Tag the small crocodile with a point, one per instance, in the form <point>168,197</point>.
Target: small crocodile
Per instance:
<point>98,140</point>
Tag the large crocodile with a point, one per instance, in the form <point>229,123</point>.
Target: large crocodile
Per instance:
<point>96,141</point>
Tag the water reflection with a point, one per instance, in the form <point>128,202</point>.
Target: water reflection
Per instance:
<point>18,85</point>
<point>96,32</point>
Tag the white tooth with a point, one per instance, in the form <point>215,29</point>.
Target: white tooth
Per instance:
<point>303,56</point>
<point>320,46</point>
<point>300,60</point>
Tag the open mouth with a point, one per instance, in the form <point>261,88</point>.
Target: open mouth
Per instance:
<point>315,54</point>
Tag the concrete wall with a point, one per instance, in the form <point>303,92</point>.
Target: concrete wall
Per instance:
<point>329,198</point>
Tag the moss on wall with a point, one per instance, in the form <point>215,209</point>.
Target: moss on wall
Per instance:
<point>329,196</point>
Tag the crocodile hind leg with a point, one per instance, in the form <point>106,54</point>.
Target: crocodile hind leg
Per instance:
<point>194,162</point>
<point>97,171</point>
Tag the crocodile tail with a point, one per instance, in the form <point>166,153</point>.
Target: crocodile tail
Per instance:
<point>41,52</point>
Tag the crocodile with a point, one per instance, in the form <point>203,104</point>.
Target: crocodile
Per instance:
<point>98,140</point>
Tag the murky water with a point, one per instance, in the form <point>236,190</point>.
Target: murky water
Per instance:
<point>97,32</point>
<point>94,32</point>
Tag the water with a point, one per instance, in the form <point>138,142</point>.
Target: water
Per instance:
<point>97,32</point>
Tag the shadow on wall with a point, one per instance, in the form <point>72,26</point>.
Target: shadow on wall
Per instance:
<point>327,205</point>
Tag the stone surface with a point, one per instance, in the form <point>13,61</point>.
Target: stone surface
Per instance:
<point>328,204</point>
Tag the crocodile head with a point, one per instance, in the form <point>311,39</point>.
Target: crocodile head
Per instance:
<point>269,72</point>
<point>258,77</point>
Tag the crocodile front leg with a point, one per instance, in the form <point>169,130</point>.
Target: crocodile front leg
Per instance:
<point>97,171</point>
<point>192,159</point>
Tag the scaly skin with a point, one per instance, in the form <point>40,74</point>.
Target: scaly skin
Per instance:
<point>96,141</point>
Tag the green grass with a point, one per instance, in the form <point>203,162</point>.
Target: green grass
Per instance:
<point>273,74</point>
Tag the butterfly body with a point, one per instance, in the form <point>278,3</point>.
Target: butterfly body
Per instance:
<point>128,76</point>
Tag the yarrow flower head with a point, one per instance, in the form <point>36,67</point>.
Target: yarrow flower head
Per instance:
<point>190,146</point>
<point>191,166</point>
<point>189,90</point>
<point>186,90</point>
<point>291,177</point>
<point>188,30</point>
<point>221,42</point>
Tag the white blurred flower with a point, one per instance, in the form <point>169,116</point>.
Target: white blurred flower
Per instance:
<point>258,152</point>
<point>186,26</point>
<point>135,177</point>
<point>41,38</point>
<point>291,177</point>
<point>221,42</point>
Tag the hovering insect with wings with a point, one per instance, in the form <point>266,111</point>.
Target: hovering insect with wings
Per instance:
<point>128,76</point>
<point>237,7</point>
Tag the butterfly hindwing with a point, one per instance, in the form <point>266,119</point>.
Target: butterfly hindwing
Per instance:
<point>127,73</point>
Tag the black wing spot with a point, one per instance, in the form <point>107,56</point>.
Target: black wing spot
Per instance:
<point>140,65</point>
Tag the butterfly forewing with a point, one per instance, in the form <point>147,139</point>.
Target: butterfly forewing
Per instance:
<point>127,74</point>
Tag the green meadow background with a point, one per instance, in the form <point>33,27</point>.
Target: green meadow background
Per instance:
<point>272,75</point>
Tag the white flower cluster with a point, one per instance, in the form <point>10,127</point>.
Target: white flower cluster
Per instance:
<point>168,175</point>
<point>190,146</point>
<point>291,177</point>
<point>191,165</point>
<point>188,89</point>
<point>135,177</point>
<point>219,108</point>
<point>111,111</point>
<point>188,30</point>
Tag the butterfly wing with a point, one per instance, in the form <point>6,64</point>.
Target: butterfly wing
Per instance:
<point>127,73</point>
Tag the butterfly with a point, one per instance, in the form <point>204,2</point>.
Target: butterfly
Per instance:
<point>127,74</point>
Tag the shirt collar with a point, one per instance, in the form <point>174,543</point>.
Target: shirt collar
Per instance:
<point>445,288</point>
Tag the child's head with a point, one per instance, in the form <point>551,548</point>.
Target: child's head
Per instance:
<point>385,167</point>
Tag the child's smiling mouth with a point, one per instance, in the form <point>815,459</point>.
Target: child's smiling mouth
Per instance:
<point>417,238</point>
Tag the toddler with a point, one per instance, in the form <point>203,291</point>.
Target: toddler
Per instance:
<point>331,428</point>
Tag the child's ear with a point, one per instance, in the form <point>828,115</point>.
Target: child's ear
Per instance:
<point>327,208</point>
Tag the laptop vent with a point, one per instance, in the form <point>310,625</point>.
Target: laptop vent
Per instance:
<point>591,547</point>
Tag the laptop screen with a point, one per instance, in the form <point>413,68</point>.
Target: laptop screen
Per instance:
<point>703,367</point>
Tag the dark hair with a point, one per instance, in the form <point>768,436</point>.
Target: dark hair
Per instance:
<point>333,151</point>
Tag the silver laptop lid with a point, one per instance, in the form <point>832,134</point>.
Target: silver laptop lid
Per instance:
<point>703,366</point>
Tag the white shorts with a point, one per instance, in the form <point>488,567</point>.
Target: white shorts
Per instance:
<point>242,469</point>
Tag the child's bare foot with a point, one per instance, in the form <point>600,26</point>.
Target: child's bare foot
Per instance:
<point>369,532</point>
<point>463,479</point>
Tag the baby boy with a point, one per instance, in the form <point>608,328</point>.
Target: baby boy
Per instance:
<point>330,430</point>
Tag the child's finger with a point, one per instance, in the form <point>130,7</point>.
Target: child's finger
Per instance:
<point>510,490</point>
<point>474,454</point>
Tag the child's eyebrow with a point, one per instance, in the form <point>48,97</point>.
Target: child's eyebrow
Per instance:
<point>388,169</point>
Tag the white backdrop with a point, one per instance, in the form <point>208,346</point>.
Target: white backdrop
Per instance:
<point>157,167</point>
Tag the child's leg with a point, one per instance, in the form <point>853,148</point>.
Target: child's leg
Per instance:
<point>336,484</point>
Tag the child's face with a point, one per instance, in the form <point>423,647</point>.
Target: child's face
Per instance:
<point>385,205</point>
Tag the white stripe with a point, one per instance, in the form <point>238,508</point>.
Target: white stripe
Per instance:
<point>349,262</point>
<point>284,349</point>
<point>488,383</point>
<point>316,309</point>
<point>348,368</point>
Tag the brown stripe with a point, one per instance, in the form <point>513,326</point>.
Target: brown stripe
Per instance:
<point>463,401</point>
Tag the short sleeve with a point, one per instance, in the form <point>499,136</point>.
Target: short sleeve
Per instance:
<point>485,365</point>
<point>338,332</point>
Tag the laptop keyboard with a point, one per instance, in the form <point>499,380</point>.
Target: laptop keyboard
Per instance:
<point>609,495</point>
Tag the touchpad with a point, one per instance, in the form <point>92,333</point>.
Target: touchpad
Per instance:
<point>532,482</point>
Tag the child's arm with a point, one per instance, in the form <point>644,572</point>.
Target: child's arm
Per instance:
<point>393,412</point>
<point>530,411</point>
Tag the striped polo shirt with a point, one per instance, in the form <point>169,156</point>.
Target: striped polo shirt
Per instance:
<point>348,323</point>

___

Rename "meadow" to "field" in the items, starting with the line containing "Tag the butterfly forewing" and going on through the line containing "<point>272,75</point>". Give only those lines, with nothing else changed.

#### THE RESULT
Tag the butterfly forewing with a point, one per instance, in the form <point>147,139</point>.
Target: butterfly forewing
Per instance:
<point>127,74</point>
Tag the green field background with a point, one per instance, in the form <point>33,27</point>.
Target: green field background
Per instance:
<point>272,75</point>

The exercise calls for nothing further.